WHAT THIS EXERCISE ASKS:
1. According to the passage on space propulsion, how large was the thrust of Saturn V's first stage when it took off in 1969?
2. Reproduce everything in the passage on space propulsion from "So, a round-trip" down to "order 17,000 years.".

READING TEXT:
Start of Block

Figure 7.3. Increased Isp reduces transit time and weight ratio.

In a nutshell, chemical propulsion is capable of large thrust but for very short times, because its propellants consumption is too high. When in 1969 Saturn V took off for its Moon mission, the thrust of its first stage was some 3,400,000 lb, or 15.4 MN, but lasted only for about 10 minutes. Most of the energy expended was not used to carry the Lunar Module and crew re-entry vehicle to orbit: it was spent in lifting the very propellants to accelerate to orbit, in other words, to lift and accelerate itself. A 130 HP motorcar traveling at 180km/h (110 mph) has a specific impulse about 21,500 s, more than 40 times better: any gasoline-powered car gets better "mileage" than any chemical rocket engine.

It is for these reasons that, until recently, interplanetary missions have inevitably utilized short bursts of thrust to accelerate space probes: short accelerations limit total propellant mass. In practice, since escape speed from Earth is 11.2 km/s, maximum probe speed is in that neighborhood. Higher speeds are feasible by means of "gravitational assists", in trajectories purposely designed to swing by planets and extract kinetic energy from them. For instance, the Cassini-Huygens speed approaching its Saturn destination was about 40 km/s before slowing down to orbit. Planet swing-by is cheap, but takes a long time: trajectories may last even 10 years. Thus, so far, interplanetary missions are accomplished by accelerating probes for short times (a few minutes), followed by coasting at constant speed, not constant acceleration. This strategy saves mass, but stretches mission time to several years.

So, a round-trip mission's duration will be almost the professional life of a mission ground team, and if the ship is manned, most of the professional life of a crew. Besides, at constant speed and in absence of specific remedy, a crew would live under micro-gravity condition, with irreversible health consequences, among others, for their bone structure and enzymatic functions. Moving to the edge of our planetary system, to the so called Oort cloud believed to be the birthplace of comets (see Chapter 8) would mean reaching to 50,000 AU. At constant speed, trip times to the Oort cloud would be of order 17,000 years.

The conclusion is that the "conquest of space" is meaningless without ways of shortening space travel. Hard as it is to move in the Earth's immediate vicinity, interplanetary travel is much harder, beyond anything that can be reasonably expected of chemical propulsion. No advances can be forecast in chemical propulsion because the energy it can release per unit propellant mass consumed is limited by chemistry to not much more than 10 MJ/kg. Reasonably short interplanetary missions need reasonable initial, or even constant, acceleration. This means thrust maintained for days or weeks, not minutes. This also means large power and pro-pellant mass consumed.

So, interplanetary travel awaits a dramatic change of propulsion technology: that is, power and technology capable of raising Isp by a factor 2 at the very least. Such change will automatically raise the power requirement: higher Isp means higher exhaust velocity, higher exhaust kinetic energy and its flux, i.e., higher power. In fact, power scales with velocity cubed. Doubling the Isp at fixed thrust halves propellants consumption, but also raises the power needed to accelerate and exhaust the same propellants by a factor 8. So, higher Isp must have power sources adequate to maintain that Isp and the thrust needed.

End of Block

EXTRACTED MATERIAL:
Start of Block

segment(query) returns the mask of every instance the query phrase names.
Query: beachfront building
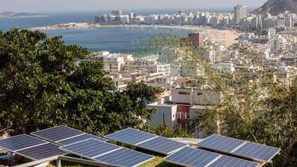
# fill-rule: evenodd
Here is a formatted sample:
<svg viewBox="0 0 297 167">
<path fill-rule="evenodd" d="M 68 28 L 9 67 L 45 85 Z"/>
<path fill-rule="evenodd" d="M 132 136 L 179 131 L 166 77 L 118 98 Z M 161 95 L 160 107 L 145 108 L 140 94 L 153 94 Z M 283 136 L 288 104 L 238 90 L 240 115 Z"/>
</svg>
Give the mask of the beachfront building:
<svg viewBox="0 0 297 167">
<path fill-rule="evenodd" d="M 235 23 L 239 23 L 242 19 L 247 17 L 246 5 L 237 5 L 234 8 Z"/>
<path fill-rule="evenodd" d="M 219 91 L 209 89 L 186 87 L 171 89 L 170 92 L 159 97 L 156 102 L 146 105 L 148 109 L 156 109 L 153 118 L 146 121 L 153 124 L 166 123 L 171 129 L 186 128 L 199 112 L 213 109 L 221 103 L 221 98 Z M 203 137 L 205 134 L 202 129 L 198 128 L 195 135 L 196 137 Z"/>
<path fill-rule="evenodd" d="M 124 71 L 128 61 L 133 60 L 132 54 L 109 54 L 109 52 L 100 52 L 89 56 L 91 60 L 102 60 L 104 70 L 107 73 L 119 73 Z"/>
<path fill-rule="evenodd" d="M 203 32 L 190 33 L 188 34 L 188 40 L 195 47 L 200 47 L 204 45 L 204 38 Z"/>
</svg>

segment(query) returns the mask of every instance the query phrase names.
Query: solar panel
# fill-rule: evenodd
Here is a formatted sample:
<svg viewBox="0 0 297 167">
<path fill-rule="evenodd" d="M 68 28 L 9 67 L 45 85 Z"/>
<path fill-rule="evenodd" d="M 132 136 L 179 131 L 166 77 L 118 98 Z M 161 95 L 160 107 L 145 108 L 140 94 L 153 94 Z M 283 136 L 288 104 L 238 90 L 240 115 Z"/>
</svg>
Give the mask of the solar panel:
<svg viewBox="0 0 297 167">
<path fill-rule="evenodd" d="M 88 139 L 60 148 L 87 159 L 121 166 L 135 166 L 154 157 L 94 139 Z"/>
<path fill-rule="evenodd" d="M 122 148 L 96 157 L 100 162 L 122 166 L 136 166 L 153 159 L 154 157 L 135 151 Z"/>
<path fill-rule="evenodd" d="M 69 144 L 91 138 L 104 142 L 107 141 L 105 139 L 85 133 L 63 125 L 33 132 L 31 133 L 31 135 L 60 145 Z"/>
<path fill-rule="evenodd" d="M 278 148 L 218 135 L 212 135 L 199 142 L 197 145 L 263 162 L 269 162 L 280 151 L 280 149 Z"/>
<path fill-rule="evenodd" d="M 31 133 L 32 135 L 53 142 L 82 134 L 84 133 L 63 125 Z"/>
<path fill-rule="evenodd" d="M 245 142 L 230 137 L 212 135 L 199 142 L 197 145 L 204 148 L 215 149 L 223 152 L 231 152 Z"/>
<path fill-rule="evenodd" d="M 96 139 L 96 140 L 102 141 L 102 142 L 108 141 L 107 140 L 105 140 L 105 139 L 103 139 L 103 138 L 95 136 L 95 135 L 92 135 L 90 134 L 85 133 L 85 134 L 78 135 L 76 137 L 72 137 L 69 139 L 61 140 L 61 141 L 58 142 L 58 143 L 60 143 L 63 145 L 67 145 L 67 144 L 70 144 L 75 143 L 77 142 L 82 141 L 82 140 L 85 140 L 87 139 Z"/>
<path fill-rule="evenodd" d="M 171 153 L 186 146 L 188 146 L 188 144 L 162 137 L 155 137 L 137 145 L 139 148 L 142 148 L 165 155 L 170 154 Z"/>
<path fill-rule="evenodd" d="M 131 128 L 114 133 L 104 137 L 165 155 L 170 154 L 188 146 L 182 142 Z"/>
<path fill-rule="evenodd" d="M 190 147 L 165 157 L 165 162 L 184 166 L 257 167 L 258 163 Z"/>
<path fill-rule="evenodd" d="M 247 142 L 232 153 L 255 160 L 269 162 L 280 151 L 280 149 L 278 148 Z"/>
<path fill-rule="evenodd" d="M 122 143 L 135 145 L 138 143 L 152 139 L 156 136 L 157 135 L 155 135 L 129 128 L 111 135 L 108 135 L 104 137 Z"/>
<path fill-rule="evenodd" d="M 222 155 L 219 159 L 208 165 L 210 167 L 257 167 L 259 164 L 247 160 Z"/>
<path fill-rule="evenodd" d="M 14 152 L 45 143 L 46 142 L 42 140 L 24 134 L 1 140 L 0 147 L 9 151 Z"/>
<path fill-rule="evenodd" d="M 119 149 L 120 147 L 97 140 L 89 139 L 60 148 L 86 158 L 93 158 L 109 151 Z"/>
<path fill-rule="evenodd" d="M 205 166 L 219 156 L 210 151 L 185 147 L 165 157 L 164 161 L 184 166 Z"/>
<path fill-rule="evenodd" d="M 39 160 L 55 155 L 60 155 L 67 153 L 59 149 L 60 146 L 47 143 L 29 148 L 23 149 L 15 152 L 23 157 L 32 160 Z"/>
</svg>

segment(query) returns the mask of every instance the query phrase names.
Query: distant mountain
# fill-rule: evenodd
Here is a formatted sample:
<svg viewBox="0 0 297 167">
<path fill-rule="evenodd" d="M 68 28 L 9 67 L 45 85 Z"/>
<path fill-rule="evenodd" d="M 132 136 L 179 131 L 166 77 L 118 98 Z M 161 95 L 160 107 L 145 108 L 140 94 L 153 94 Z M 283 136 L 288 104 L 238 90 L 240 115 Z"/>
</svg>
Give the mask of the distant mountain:
<svg viewBox="0 0 297 167">
<path fill-rule="evenodd" d="M 4 12 L 0 13 L 0 17 L 35 17 L 35 16 L 47 16 L 47 15 L 41 13 L 15 13 L 12 12 Z"/>
<path fill-rule="evenodd" d="M 268 0 L 254 12 L 258 14 L 270 12 L 276 15 L 285 11 L 297 13 L 297 0 Z"/>
</svg>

End of Block

ANSWERS TO EACH TASK:
1. It was some 3,400,000 lb, or 15.4 MN.

2.
So, a round-trip mission's duration will be almost the professional life of a mission ground team, and if the ship is manned, most of the professional life of a crew. Besides, at constant speed and in absence of specific remedy, a crew would live under micro-gravity condition, with irreversible health consequences, among others, for their bone structure and enzymatic functions. Moving to the edge of our planetary system, to the so called Oort cloud believed to be the birthplace of comets (see Chapter 8) would mean reaching to 50,000 AU. At constant speed, trip times to the Oort cloud would be of order 17,000 years.